Segment Open

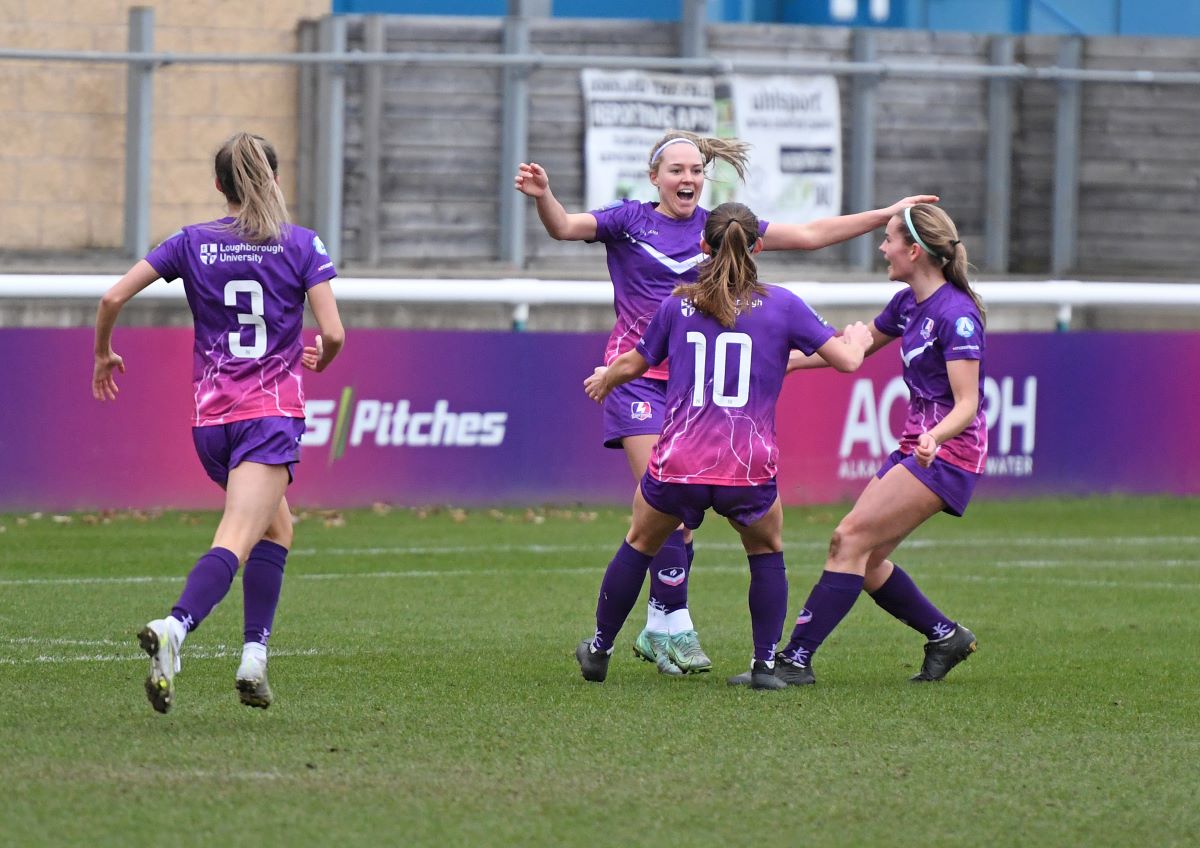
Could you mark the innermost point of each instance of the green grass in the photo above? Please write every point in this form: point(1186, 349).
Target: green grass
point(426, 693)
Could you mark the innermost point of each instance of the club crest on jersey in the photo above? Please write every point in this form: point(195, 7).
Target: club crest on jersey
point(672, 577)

Segment Closed

Aim of the exercise: If a line in the data contains the string "each", copy it.

Exercise result:
Could you mark the innermost point of each instance of the green grass in the photo above? Please write every point in this form: point(1186, 349).
Could you mark the innermost point of each instance of the club crest on jersey in the photo above? Please write every point in this form: point(195, 7).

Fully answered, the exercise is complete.